── Given records

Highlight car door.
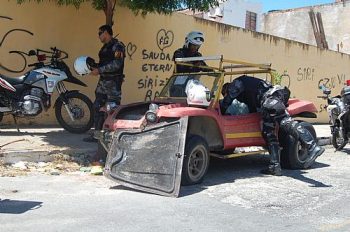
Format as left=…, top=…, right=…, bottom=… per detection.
left=222, top=112, right=265, bottom=149
left=104, top=117, right=188, bottom=197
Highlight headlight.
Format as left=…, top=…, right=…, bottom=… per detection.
left=149, top=103, right=159, bottom=111
left=145, top=110, right=157, bottom=123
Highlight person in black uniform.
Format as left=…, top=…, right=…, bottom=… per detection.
left=83, top=24, right=125, bottom=143
left=173, top=31, right=207, bottom=73
left=170, top=31, right=211, bottom=97
left=221, top=75, right=325, bottom=175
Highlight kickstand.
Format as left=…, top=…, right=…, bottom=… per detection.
left=12, top=115, right=20, bottom=132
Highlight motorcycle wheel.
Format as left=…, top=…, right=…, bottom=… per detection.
left=55, top=92, right=94, bottom=134
left=279, top=121, right=317, bottom=169
left=332, top=126, right=347, bottom=150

────

§ **Required work**:
In the records above, return precisely the line containing "Highlight motorcycle wheel." and each line that comes after it, up to the final one.

§ **Task output**:
Highlight motorcycle wheel.
Format as left=…, top=…, right=…, bottom=… per detection.
left=55, top=92, right=94, bottom=134
left=279, top=121, right=317, bottom=169
left=332, top=126, right=347, bottom=150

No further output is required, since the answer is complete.